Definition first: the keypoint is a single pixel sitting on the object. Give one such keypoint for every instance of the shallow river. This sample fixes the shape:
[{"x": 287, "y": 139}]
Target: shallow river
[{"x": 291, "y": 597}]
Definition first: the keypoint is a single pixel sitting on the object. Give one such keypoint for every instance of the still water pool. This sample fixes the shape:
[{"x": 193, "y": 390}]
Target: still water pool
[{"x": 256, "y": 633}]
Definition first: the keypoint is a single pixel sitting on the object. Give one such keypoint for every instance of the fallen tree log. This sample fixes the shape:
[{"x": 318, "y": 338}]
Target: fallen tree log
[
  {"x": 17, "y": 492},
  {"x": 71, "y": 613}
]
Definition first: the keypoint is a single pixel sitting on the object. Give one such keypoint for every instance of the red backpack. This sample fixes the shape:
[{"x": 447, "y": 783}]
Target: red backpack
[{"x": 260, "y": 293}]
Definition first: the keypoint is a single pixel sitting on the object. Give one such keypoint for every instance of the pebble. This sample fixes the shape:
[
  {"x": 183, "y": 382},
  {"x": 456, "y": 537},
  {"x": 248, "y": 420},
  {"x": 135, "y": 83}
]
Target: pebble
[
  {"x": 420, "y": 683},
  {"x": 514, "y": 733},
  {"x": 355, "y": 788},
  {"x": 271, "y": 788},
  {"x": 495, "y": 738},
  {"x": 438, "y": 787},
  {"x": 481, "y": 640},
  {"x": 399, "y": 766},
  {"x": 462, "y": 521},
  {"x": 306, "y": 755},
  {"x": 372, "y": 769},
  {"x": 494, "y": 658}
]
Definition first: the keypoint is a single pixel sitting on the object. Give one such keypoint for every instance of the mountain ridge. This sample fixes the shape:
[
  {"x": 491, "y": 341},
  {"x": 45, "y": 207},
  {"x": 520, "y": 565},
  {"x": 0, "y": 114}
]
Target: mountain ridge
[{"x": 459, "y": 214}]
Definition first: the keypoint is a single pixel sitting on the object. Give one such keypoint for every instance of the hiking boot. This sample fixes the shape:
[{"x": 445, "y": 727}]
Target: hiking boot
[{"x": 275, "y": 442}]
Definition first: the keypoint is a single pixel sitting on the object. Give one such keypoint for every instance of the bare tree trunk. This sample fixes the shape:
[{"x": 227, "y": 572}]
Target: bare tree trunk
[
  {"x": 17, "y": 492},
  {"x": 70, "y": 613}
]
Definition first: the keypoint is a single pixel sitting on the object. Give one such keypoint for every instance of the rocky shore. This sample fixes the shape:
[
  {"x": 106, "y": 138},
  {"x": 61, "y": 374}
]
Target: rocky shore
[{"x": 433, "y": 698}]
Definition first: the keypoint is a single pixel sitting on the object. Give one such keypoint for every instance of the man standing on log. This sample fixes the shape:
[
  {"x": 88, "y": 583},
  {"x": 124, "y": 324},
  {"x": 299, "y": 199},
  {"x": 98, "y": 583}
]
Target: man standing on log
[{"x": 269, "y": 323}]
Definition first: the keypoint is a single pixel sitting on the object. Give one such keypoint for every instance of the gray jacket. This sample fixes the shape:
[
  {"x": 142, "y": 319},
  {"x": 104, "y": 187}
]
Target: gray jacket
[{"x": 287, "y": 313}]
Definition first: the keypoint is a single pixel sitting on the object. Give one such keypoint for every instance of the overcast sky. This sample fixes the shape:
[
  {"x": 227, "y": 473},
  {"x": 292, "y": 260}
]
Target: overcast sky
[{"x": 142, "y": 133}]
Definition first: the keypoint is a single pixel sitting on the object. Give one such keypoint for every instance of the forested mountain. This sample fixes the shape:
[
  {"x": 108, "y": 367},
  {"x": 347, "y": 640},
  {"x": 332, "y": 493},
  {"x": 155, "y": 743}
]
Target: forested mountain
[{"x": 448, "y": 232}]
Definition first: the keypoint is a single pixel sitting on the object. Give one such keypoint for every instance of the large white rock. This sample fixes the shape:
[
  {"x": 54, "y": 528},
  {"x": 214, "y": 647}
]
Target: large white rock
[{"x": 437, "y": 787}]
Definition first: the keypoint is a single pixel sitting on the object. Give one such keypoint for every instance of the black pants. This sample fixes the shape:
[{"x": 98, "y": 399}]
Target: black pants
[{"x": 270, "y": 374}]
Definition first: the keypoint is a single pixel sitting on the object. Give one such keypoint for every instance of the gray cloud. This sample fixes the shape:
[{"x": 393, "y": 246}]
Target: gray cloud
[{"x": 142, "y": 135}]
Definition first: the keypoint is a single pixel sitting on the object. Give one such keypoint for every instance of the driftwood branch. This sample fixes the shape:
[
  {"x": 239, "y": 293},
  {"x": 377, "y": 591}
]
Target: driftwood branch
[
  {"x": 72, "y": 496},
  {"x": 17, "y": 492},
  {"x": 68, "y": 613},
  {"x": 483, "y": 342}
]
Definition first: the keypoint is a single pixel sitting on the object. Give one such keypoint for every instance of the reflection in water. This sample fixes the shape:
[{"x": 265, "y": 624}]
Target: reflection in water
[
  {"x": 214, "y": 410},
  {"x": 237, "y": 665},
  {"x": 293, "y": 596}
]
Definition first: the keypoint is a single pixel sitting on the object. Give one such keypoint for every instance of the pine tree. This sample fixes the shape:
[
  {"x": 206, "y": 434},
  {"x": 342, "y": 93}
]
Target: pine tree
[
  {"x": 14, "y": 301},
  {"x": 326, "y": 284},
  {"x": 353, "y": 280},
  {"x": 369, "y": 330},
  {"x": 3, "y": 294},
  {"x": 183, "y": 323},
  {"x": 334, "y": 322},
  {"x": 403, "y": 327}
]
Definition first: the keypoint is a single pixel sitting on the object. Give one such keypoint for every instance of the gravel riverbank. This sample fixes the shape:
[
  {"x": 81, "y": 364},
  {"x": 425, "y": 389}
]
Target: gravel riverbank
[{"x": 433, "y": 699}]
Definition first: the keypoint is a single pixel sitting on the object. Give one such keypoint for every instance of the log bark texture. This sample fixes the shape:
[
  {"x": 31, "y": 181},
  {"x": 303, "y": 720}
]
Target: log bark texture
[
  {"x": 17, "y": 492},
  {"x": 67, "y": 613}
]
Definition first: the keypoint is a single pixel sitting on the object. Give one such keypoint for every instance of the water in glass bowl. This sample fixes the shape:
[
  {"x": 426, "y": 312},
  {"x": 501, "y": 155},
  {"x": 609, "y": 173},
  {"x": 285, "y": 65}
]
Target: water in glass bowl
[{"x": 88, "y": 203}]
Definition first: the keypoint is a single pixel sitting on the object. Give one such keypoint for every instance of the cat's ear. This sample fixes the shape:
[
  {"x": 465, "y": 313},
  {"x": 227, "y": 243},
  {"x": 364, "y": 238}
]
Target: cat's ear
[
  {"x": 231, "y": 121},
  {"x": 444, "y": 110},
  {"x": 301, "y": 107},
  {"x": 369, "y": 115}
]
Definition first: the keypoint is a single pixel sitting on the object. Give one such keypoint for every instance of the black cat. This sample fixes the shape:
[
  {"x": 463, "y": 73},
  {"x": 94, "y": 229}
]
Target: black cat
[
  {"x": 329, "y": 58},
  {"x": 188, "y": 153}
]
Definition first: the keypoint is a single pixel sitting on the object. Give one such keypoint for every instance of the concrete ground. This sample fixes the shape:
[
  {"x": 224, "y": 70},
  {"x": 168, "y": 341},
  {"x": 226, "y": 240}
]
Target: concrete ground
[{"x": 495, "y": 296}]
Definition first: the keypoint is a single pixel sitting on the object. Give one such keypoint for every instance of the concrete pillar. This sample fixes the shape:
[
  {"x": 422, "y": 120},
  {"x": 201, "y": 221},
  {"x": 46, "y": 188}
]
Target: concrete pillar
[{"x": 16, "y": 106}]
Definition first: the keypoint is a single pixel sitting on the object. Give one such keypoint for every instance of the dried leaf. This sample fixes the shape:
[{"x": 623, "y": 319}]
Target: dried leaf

--

WHAT YOU ARE ASKED TO DO: Wherever the word "leaf" occurs in the data, copy that whole line.

TASK RESULT:
Definition first: the keypoint is a single pixel sitting on the object. Give one such keypoint for every instance of the dried leaf. This sample fixes the shape:
Target: dried leaf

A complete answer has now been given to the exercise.